◆ YOUR INSTRUCTIONS
Reproduce verbatim the portion of the data that opens with the line containing "Tight-box annotation required for the class utility" and closes with the line containing "[288,344,297,446]", with both of those lines included.

◆ DATA EXTRACT
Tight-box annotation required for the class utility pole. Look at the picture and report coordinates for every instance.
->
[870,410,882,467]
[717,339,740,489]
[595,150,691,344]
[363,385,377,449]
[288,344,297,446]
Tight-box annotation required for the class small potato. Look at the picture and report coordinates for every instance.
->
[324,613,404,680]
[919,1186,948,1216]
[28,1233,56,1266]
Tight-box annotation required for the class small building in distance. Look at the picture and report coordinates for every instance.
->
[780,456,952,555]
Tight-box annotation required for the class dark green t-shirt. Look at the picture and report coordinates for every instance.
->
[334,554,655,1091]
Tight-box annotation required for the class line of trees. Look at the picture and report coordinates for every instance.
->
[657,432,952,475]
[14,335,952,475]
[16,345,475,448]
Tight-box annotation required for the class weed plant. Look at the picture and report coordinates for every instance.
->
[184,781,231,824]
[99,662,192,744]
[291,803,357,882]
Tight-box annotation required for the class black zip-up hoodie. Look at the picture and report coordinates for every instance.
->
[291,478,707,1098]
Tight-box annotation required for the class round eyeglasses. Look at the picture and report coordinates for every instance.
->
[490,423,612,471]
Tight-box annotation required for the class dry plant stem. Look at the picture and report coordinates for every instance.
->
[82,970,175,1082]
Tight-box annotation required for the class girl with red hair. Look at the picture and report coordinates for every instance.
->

--

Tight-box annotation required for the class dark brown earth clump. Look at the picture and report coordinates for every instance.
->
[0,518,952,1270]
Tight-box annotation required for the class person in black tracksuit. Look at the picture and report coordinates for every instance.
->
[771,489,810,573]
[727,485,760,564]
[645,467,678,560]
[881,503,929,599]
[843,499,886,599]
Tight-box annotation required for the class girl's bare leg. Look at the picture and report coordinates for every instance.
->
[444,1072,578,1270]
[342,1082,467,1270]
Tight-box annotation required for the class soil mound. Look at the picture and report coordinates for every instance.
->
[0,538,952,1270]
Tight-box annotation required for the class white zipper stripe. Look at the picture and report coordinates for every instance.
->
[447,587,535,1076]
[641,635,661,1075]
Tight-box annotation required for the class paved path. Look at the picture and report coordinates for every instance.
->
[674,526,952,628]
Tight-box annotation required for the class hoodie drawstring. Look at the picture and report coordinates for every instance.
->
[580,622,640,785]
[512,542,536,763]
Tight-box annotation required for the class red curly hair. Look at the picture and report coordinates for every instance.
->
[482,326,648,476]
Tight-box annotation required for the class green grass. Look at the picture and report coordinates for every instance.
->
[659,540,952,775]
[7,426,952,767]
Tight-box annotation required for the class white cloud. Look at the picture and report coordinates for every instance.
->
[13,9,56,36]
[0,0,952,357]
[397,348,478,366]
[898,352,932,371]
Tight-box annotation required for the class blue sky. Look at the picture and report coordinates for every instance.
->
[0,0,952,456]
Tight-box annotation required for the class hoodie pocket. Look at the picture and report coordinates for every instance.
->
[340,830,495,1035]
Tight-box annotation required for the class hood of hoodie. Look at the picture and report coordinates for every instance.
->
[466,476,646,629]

--

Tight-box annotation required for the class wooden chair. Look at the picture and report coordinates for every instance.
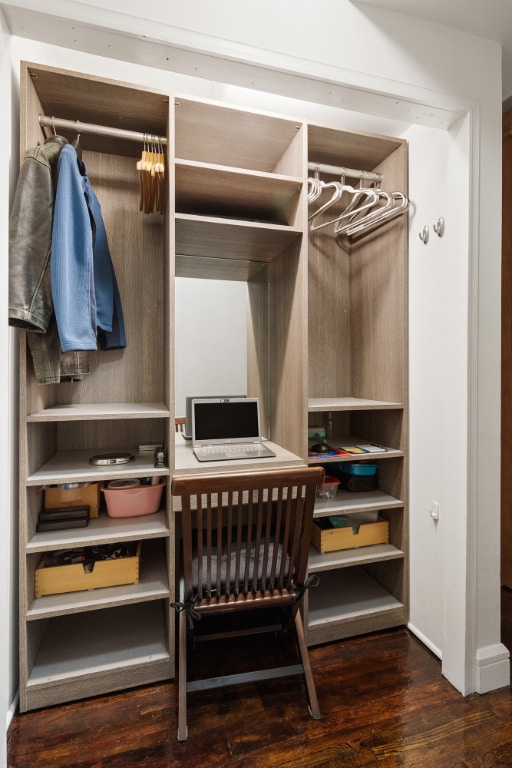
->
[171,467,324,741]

◆ EXERCISE OUTPUT
Tight-box annotation required for the class utility pole. Look at the picture and report coordinates for every instance.
->
[870,410,882,467]
[717,339,740,489]
[595,150,691,344]
[363,385,377,449]
[288,344,297,446]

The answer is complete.